*** Excerpted data
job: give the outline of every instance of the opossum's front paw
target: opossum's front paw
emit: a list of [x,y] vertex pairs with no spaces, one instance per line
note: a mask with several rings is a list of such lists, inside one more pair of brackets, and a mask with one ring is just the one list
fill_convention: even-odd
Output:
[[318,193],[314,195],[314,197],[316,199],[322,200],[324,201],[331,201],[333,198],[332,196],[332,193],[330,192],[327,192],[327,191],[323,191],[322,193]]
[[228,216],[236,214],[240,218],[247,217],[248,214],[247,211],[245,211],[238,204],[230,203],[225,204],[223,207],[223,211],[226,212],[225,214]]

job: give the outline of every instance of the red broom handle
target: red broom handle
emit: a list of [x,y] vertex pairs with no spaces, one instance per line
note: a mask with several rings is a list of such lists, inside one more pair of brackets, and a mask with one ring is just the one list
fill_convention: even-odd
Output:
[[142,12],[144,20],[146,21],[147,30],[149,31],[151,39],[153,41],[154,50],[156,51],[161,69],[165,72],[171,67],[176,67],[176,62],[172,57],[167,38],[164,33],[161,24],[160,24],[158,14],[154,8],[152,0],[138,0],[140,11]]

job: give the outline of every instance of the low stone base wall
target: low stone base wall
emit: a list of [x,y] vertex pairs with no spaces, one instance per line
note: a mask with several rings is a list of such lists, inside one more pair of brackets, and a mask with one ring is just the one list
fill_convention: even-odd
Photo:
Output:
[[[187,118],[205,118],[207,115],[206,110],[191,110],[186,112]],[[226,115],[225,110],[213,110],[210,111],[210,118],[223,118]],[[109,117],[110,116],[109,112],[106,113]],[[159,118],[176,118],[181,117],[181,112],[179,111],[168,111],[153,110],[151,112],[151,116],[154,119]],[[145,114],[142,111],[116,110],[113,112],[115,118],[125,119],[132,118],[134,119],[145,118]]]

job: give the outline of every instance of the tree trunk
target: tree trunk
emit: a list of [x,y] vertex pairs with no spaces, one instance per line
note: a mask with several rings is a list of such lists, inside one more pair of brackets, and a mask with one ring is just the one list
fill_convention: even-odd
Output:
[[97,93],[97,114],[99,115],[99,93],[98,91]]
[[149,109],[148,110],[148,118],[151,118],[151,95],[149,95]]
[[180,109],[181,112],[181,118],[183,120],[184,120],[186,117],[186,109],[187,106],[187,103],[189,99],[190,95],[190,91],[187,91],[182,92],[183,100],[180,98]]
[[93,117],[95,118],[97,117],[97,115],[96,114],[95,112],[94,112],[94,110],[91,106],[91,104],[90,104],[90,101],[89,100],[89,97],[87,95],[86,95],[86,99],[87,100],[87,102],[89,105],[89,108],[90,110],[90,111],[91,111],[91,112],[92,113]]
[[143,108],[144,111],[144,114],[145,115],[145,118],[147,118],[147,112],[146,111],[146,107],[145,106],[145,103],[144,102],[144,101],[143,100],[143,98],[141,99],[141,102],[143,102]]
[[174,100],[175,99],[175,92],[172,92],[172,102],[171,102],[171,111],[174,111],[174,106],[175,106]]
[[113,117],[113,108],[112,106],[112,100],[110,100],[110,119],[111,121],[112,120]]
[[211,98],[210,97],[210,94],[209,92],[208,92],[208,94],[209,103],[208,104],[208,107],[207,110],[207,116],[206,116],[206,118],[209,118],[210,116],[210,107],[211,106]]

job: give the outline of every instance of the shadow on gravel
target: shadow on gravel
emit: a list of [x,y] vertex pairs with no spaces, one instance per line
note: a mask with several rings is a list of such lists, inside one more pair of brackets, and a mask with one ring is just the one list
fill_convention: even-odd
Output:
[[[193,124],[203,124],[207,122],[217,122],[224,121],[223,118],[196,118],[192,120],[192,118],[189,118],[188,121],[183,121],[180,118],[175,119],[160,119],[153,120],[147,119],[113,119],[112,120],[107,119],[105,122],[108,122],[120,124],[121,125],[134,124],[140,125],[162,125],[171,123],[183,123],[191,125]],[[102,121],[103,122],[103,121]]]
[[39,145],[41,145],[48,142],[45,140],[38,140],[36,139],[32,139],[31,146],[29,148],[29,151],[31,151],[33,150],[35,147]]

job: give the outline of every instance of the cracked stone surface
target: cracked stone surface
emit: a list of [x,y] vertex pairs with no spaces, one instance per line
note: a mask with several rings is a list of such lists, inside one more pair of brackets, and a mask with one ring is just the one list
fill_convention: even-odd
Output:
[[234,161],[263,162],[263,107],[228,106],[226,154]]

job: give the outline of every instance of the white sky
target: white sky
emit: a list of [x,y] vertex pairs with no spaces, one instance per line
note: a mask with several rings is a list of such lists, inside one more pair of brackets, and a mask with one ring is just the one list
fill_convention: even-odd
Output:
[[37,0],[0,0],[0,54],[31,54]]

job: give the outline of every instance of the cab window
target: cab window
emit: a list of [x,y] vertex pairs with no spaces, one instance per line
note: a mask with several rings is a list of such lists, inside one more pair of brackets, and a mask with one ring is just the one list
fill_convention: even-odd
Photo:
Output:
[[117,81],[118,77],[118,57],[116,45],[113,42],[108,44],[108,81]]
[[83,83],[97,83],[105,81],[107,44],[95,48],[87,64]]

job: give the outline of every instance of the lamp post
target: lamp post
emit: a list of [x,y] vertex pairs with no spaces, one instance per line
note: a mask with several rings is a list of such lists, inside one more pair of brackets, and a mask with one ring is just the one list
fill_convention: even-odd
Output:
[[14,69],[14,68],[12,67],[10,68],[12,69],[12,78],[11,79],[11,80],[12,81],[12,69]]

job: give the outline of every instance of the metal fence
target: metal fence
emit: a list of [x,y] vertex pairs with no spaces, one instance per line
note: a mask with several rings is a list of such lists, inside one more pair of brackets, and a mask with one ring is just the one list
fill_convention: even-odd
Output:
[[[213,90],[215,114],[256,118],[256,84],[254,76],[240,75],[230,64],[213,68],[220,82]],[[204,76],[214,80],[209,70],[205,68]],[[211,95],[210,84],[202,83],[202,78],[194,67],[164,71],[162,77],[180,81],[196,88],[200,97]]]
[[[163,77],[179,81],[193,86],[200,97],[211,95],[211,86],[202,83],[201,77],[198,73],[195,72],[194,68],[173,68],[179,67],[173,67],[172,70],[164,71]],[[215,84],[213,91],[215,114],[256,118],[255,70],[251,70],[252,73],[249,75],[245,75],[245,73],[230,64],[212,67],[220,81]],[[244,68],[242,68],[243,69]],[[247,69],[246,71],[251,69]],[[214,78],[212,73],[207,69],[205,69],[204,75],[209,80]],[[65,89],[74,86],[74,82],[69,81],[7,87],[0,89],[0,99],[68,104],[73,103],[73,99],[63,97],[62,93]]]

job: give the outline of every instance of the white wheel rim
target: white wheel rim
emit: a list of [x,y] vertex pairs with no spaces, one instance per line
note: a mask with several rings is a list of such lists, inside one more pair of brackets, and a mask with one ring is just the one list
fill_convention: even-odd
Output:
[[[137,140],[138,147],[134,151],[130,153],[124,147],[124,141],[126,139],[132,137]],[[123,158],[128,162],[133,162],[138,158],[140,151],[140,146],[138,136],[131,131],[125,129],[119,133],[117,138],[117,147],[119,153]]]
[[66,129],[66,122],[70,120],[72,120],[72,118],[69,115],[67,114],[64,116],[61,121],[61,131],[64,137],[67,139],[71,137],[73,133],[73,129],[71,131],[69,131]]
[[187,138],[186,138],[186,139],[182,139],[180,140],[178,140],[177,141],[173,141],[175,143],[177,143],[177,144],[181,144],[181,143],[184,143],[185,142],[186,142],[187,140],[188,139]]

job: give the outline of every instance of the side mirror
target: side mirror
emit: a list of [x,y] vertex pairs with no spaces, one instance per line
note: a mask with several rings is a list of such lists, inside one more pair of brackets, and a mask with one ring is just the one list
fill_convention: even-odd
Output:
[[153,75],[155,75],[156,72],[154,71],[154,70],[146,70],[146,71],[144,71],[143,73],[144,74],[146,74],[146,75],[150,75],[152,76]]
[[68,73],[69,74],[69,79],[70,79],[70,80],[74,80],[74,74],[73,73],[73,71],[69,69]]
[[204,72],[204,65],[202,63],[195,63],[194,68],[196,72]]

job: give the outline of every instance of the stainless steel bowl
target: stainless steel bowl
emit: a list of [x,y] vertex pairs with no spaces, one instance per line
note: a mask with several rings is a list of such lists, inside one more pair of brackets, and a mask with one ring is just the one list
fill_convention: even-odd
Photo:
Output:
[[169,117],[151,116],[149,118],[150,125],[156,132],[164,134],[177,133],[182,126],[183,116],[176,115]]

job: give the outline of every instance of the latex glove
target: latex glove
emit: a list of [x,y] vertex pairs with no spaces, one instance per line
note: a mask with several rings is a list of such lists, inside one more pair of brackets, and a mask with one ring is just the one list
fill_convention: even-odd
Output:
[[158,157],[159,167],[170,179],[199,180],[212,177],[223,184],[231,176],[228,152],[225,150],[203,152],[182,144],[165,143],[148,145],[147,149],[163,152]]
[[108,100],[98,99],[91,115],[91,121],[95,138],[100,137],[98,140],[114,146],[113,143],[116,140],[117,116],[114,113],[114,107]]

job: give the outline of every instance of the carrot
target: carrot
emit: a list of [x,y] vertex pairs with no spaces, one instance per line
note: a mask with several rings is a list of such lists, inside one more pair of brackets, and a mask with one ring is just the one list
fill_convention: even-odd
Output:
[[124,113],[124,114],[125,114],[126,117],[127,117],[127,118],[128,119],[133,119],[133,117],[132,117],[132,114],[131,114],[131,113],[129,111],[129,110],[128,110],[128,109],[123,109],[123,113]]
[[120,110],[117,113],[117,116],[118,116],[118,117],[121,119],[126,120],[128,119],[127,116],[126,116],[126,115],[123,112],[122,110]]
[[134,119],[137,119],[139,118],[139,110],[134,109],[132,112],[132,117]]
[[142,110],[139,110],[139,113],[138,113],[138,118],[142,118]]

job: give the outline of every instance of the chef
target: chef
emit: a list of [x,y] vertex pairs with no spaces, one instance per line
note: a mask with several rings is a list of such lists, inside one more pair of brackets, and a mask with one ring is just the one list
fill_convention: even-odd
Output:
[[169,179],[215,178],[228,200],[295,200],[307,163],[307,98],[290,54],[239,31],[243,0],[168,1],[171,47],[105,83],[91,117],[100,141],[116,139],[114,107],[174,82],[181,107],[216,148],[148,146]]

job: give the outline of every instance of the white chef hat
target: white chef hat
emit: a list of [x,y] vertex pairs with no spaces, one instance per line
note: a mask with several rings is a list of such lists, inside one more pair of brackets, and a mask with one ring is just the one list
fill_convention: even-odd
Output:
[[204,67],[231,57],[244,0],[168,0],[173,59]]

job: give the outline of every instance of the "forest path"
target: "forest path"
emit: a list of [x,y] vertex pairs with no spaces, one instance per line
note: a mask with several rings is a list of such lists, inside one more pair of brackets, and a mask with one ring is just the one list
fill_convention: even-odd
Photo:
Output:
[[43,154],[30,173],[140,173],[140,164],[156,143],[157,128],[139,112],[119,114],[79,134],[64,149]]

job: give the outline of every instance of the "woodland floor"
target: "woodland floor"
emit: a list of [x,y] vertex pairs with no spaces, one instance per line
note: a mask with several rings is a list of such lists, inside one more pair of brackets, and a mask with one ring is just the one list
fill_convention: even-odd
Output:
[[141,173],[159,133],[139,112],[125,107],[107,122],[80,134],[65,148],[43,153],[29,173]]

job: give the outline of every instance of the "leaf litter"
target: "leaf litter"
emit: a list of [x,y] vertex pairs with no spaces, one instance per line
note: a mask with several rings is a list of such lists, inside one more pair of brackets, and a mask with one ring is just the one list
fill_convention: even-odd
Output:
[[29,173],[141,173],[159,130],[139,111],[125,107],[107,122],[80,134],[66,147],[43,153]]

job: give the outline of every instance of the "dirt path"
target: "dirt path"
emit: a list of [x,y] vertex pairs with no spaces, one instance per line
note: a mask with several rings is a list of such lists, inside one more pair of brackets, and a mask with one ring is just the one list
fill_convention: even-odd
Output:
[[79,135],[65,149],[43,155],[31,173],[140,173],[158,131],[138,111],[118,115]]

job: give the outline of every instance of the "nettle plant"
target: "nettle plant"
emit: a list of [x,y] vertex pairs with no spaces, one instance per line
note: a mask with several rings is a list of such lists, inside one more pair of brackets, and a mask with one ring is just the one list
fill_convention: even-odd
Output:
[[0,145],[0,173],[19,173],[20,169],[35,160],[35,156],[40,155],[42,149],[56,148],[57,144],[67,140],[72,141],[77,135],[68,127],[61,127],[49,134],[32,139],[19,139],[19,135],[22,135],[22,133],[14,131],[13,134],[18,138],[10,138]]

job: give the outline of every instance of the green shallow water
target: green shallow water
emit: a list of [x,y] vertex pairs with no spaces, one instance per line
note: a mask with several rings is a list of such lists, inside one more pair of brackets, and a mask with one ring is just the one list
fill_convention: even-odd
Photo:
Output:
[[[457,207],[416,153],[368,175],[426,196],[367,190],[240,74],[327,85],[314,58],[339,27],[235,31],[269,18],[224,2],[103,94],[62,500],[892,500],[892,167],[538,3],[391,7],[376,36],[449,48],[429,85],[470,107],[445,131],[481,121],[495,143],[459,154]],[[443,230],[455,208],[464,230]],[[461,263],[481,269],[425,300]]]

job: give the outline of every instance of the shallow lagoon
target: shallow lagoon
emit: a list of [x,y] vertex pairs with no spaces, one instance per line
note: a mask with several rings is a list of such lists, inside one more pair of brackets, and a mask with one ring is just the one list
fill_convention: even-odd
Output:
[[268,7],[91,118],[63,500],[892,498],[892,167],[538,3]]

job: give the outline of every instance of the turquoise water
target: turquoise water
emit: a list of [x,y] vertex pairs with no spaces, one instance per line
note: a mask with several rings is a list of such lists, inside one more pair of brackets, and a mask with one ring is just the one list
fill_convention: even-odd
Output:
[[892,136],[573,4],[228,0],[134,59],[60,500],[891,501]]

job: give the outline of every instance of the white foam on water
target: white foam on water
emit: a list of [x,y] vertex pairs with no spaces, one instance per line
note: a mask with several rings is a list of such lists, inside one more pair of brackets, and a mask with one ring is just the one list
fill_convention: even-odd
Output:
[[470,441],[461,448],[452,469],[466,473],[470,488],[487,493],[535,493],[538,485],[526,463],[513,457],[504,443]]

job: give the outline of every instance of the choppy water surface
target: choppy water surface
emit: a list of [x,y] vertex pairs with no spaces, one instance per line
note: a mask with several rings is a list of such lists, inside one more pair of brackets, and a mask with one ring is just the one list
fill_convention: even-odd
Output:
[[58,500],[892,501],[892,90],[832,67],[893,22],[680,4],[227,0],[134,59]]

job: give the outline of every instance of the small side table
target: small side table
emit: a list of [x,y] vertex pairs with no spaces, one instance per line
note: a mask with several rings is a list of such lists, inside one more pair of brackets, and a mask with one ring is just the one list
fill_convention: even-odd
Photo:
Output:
******
Set task » Can you gather every line in the items above that contains the word "trunk" and copy each of those lines out?

Solution for this problem »
job: give the outline of every instance of the tree trunk
target: tree trunk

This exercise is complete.